THINGS TO DO:
[A] In the DoorDash forum thread, how much did DoorDash offer to add to the delivery fee if the driver completed the delivery?
[B] Transcribe the part of the DoorDash forum thread starting at "They made me" and ending at "(May 23, 2018)".

DOCUMENT EXCERPT:

"""

# DoorDash is so cheap.



## Driv0rX (May 27, 2017)

Got an order that showed $6.86 for delivery in DTLA street away from restaurant went there, got food started nav and it turned out address was not detecting properly it was showing same address for delivery as for pick-up because customer specified addres with 1/2 at the end and DoorDash app bugged out.

I google mapped location and it was in El Monte which is another city 15 miles away in middlle of nowhere, its close to hour drive to get there and hour or more to get back. \

So called customer to confirm she said - please cancel this makes no sense to drive that much to deliver.

I contacted DoorDash to explain what happen and what i hear from them.

We will add $3.14 to your delivery fee if you complete this delivery, i was like WHAT the @#!$, a total of $10 for 2 hours?!
NO WAY MAN i been doing this for too long to know when i am getting a RAW DEAL.

It was peak hour orders were popping like crazy, soon as they canceled that order i instantly got another one that like 5 minute drive, if i would have went that far i would loose so much time and unearned money, and all they offer is $3.14 what a cheapos.

They made me return food to restaurant and they sent another person to get it.

I did not even get the food, however they paid me 50% of delivery fee for that order, whatever...


----------



## Sodium101 (May 23, 2018)

The support staff is over seas $3 is like half a days pay. Sounds like a lot to them.


----------



## Invisible (Jun 15, 2018)

I wonder if any driver was desperate enough to have delivered it for that awful pay. 

Glad you at least got some pay for it.


----------



## SubTeacher (Jun 15, 2018)

DD sends you personal text messages? I only get the ones that I am unable to reply to


----------



## Uberdriver2710 (Jul 15, 2015)

Aways negotiate pay.


----------

"""

Dataset extracts labeled with boxes
"""

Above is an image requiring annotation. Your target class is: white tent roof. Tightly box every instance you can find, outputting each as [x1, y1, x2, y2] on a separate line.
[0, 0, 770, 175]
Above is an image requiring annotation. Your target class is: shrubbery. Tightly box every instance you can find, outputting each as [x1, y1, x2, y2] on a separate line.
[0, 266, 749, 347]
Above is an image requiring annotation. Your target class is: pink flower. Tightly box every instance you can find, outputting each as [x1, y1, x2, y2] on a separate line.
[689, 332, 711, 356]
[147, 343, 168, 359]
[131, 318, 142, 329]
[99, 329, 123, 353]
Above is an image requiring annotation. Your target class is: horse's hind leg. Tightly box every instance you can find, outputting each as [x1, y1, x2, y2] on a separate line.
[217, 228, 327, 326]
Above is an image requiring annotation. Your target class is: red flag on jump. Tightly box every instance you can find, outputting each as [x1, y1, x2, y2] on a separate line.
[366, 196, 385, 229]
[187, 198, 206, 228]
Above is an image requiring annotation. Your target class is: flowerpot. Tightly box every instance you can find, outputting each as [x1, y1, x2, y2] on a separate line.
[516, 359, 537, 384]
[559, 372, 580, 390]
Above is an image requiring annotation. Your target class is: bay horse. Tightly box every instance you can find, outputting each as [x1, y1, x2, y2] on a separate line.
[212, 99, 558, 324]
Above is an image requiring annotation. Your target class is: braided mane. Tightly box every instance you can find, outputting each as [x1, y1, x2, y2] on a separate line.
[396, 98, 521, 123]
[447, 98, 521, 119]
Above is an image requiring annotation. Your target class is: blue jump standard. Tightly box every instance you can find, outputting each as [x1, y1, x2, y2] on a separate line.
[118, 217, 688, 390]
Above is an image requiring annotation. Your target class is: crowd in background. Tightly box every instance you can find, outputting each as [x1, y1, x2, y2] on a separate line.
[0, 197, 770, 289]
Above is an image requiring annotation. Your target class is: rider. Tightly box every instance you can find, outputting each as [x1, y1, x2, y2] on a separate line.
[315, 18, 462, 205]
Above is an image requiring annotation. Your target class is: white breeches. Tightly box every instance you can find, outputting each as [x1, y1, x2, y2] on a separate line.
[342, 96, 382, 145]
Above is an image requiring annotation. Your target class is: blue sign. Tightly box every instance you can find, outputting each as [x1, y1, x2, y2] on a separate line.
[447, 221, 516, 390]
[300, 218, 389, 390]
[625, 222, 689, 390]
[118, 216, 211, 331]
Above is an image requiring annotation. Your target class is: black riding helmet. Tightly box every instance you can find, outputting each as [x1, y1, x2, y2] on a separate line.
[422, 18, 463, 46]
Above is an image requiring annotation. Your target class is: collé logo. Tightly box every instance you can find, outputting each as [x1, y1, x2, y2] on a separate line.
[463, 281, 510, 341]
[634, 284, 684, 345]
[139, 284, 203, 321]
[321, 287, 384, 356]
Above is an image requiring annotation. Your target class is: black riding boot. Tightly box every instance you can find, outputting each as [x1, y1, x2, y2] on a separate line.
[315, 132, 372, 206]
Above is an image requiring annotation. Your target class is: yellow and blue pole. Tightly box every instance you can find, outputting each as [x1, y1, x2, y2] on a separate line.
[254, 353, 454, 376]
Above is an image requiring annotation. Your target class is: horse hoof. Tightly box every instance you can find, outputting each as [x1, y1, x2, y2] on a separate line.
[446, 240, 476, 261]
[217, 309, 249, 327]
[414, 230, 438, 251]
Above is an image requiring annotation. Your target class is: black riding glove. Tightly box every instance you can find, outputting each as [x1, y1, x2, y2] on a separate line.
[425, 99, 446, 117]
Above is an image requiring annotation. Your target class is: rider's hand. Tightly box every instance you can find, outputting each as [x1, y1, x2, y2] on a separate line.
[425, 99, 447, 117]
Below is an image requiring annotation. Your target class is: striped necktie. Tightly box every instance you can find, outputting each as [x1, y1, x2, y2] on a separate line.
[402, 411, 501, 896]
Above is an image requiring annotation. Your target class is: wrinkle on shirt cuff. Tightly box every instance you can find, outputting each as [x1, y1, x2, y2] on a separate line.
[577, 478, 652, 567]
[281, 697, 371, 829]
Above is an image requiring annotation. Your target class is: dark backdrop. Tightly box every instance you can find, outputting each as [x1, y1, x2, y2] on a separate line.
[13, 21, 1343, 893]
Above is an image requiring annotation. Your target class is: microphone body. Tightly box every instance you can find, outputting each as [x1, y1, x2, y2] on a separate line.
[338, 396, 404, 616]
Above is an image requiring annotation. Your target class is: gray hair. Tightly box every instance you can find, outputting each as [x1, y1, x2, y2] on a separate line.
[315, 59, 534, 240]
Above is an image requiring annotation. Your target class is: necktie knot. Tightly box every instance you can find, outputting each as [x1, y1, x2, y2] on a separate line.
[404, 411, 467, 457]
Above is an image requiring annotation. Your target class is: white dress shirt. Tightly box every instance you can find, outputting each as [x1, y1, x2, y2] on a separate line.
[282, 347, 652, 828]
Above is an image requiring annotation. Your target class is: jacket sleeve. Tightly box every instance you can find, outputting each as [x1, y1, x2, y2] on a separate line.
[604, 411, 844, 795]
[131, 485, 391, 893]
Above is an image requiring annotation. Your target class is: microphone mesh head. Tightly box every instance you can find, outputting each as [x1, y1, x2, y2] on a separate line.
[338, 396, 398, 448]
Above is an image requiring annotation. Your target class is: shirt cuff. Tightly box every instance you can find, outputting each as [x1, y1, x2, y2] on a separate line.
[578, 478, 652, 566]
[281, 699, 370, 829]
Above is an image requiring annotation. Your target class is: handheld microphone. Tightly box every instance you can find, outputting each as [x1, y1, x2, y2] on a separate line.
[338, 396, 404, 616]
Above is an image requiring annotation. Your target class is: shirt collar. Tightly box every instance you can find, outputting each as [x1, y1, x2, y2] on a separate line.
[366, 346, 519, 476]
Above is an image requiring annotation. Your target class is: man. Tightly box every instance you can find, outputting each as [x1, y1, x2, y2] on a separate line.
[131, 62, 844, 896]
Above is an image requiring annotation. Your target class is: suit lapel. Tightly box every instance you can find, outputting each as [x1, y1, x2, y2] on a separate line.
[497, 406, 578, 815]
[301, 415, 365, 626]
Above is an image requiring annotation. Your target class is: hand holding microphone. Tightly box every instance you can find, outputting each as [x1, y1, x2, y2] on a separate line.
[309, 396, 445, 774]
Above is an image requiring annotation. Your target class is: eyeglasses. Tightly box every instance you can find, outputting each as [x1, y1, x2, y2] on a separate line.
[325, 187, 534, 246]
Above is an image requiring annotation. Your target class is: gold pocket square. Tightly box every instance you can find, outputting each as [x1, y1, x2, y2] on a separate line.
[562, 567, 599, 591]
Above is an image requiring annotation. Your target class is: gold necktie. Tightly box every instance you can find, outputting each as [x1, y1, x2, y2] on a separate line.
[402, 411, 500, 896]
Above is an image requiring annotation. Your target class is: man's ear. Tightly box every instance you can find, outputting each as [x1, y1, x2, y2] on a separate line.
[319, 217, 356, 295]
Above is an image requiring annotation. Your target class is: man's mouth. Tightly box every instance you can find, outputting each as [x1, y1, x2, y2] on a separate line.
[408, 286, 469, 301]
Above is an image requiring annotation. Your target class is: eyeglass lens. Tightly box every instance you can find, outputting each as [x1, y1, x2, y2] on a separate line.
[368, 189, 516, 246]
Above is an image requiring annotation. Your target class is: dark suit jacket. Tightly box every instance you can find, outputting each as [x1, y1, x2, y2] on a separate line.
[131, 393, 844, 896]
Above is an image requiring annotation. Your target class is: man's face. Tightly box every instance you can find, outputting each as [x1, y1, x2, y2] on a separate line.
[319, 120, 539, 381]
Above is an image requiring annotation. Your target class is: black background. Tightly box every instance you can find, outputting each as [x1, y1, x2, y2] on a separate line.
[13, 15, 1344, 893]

"""

EXPECTED OUTPUTS:
[A] $3.14

[B]
They made me return food to restaurant and they sent another person to get it.

I did not even get the food, however they paid me 50% of delivery fee for that order, whatever...


----------



## Sodium101 (May 23, 2018)